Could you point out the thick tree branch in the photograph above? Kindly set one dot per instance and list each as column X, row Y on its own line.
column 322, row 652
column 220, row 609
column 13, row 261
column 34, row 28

* * *

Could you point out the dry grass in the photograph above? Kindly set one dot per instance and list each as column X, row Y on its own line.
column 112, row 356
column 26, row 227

---

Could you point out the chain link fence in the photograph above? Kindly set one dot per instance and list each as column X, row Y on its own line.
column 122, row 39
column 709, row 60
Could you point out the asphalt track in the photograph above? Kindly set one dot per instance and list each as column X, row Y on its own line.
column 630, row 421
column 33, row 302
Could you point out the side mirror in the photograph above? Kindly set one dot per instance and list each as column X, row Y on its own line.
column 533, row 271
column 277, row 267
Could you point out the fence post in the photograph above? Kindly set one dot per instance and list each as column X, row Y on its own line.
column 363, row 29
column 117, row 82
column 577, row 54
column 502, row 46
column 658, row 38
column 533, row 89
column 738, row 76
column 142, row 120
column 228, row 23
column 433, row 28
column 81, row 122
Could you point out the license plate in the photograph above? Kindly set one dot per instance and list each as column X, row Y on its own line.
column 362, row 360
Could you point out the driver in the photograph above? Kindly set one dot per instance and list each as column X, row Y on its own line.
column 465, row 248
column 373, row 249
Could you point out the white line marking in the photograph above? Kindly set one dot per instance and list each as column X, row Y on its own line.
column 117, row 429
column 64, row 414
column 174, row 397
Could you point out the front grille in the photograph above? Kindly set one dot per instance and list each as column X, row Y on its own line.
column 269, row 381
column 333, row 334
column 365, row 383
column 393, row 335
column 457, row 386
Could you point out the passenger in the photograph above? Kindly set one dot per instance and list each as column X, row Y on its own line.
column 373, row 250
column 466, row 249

- _What is asked_
Print the lines between the line containing "Could you point out the license" and the line containing "column 373, row 249", inclusive, reproducing them verbatim.

- _Answer to the problem_
Could you point out the license plate in the photograph above? Kindly set one dot per instance and list each as column X, row Y on its own line.
column 362, row 360
Could you point out the driver in the photograph above? Kindly set one dot per instance and list each as column X, row Y on its own line.
column 465, row 248
column 373, row 249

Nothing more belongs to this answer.